» Task instructions:
Repeat the records below word for word, but start at the line that contains "silver car roof.", stop after the last line, and include nothing else.

» Excerpted records:
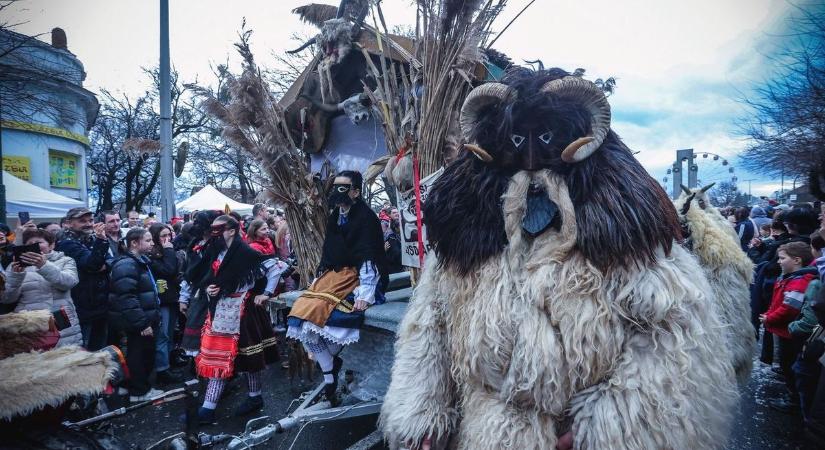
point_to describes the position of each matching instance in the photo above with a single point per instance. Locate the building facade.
(45, 113)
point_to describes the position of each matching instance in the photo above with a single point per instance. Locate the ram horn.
(594, 100)
(301, 48)
(341, 9)
(478, 99)
(479, 152)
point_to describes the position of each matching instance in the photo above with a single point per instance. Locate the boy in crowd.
(788, 296)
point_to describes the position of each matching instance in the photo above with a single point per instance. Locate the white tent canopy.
(40, 203)
(211, 198)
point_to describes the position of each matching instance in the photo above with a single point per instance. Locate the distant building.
(45, 113)
(801, 194)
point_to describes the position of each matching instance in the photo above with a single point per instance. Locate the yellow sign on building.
(19, 166)
(62, 170)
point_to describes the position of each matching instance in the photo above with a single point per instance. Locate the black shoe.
(206, 416)
(337, 363)
(169, 377)
(331, 394)
(249, 405)
(179, 360)
(784, 406)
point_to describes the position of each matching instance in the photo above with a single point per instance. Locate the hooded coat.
(759, 218)
(91, 292)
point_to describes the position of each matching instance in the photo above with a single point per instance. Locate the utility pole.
(167, 176)
(2, 185)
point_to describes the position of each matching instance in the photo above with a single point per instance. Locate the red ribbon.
(418, 217)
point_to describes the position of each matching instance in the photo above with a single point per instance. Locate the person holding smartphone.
(43, 279)
(134, 308)
(86, 243)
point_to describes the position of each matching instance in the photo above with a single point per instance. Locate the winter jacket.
(133, 297)
(49, 288)
(759, 218)
(165, 269)
(91, 291)
(745, 231)
(788, 297)
(806, 321)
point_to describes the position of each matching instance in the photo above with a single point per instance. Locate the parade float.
(369, 100)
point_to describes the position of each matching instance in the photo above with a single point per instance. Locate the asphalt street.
(756, 426)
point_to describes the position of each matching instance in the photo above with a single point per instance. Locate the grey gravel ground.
(756, 426)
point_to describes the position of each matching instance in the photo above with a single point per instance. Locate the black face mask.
(339, 195)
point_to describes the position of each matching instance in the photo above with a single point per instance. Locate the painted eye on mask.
(546, 137)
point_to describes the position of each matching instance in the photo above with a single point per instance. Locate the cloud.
(682, 67)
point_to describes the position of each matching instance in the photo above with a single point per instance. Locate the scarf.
(240, 267)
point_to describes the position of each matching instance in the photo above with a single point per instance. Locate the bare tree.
(124, 159)
(787, 126)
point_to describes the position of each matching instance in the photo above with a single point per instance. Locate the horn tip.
(479, 152)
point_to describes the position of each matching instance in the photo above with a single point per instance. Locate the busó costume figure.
(729, 271)
(558, 302)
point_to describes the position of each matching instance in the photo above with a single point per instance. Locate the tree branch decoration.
(450, 36)
(253, 121)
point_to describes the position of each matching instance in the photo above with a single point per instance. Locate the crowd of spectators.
(121, 281)
(787, 246)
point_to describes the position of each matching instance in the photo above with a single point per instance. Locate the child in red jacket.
(786, 303)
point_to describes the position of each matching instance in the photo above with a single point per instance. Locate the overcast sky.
(681, 67)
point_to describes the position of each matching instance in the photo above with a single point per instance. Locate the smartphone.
(61, 319)
(18, 250)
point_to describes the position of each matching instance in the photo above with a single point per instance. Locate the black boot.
(249, 405)
(331, 390)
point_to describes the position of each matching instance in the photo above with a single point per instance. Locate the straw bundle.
(253, 121)
(449, 37)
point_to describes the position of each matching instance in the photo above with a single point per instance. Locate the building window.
(19, 166)
(62, 170)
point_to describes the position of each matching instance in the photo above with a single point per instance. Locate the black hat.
(76, 213)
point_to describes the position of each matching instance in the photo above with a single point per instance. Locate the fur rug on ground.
(33, 380)
(22, 331)
(729, 272)
(538, 342)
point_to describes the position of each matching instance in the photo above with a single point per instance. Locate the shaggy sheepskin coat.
(49, 288)
(538, 342)
(729, 272)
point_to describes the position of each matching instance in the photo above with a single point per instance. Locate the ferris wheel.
(709, 168)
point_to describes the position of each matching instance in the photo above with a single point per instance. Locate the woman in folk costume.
(193, 301)
(237, 335)
(353, 276)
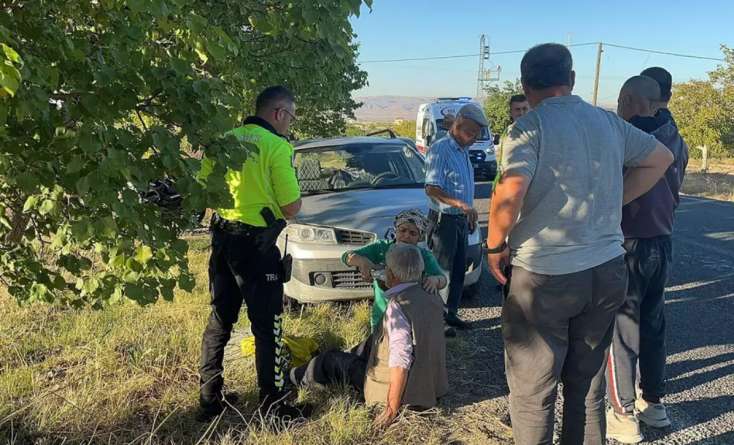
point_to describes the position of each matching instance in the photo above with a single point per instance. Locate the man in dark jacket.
(647, 223)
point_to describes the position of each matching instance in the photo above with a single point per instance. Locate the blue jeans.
(639, 331)
(447, 239)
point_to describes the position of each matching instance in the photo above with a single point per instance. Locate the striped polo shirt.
(449, 168)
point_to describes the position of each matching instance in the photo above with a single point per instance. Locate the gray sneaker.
(623, 428)
(653, 414)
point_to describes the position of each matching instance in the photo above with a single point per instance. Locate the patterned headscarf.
(414, 216)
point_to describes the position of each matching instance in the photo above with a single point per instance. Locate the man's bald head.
(638, 97)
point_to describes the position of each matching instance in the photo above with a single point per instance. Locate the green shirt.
(267, 178)
(376, 252)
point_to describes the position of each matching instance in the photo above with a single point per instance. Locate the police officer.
(241, 267)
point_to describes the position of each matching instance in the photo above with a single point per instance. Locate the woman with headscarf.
(410, 228)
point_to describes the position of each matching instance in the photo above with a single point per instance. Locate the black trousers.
(448, 239)
(639, 332)
(557, 328)
(239, 271)
(332, 367)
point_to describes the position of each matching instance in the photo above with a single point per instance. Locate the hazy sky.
(425, 28)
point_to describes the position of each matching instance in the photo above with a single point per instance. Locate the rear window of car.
(352, 166)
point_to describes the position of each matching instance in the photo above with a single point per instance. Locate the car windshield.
(354, 166)
(441, 131)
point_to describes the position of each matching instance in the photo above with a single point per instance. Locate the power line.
(690, 56)
(518, 51)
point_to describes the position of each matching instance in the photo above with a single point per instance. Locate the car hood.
(372, 210)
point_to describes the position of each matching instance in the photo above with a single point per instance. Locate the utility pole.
(483, 55)
(484, 76)
(599, 50)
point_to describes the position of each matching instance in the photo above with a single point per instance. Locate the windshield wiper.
(399, 186)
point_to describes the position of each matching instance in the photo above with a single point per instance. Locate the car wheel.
(291, 305)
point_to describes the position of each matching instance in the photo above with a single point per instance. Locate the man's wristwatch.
(499, 249)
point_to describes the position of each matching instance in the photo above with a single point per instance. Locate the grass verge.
(128, 374)
(715, 183)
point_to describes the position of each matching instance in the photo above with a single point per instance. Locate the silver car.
(352, 189)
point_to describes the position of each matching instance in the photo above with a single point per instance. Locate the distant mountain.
(388, 108)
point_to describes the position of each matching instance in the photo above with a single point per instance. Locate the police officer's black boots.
(210, 408)
(277, 407)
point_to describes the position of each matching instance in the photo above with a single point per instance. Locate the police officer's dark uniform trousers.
(241, 270)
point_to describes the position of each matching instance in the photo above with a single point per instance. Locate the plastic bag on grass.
(300, 349)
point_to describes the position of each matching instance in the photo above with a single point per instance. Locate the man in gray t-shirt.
(558, 204)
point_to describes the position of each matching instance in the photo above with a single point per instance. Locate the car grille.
(354, 237)
(348, 279)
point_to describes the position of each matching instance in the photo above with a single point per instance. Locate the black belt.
(234, 227)
(438, 215)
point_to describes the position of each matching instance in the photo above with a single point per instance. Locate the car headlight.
(305, 233)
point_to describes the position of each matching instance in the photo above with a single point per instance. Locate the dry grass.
(716, 183)
(128, 374)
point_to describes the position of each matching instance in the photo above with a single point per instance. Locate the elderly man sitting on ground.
(404, 361)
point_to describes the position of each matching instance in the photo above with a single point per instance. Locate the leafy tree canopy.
(496, 105)
(100, 97)
(704, 109)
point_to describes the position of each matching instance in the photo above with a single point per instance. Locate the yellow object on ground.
(300, 349)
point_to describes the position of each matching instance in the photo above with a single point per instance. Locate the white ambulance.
(434, 120)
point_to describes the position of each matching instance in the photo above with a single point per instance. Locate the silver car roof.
(346, 140)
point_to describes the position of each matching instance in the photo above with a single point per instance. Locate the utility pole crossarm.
(599, 50)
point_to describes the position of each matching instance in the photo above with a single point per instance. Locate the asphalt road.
(700, 332)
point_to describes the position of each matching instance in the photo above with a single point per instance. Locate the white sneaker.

» Solution for this exercise:
point_to describes the position of each matching instance in the photo above with a single point per instance. Locate the silver car roof.
(346, 140)
point_to describes the position of each matching instance in the photo above with a single point per instance. Locate the utility pole crossarm.
(599, 50)
point_to describes the position of each matching instance in the photo above with a single point per instance. Locate the asphalt road.
(700, 332)
point_to describes the position of each matching instance in the photo above with a single point per instance. Locate the white sneaker.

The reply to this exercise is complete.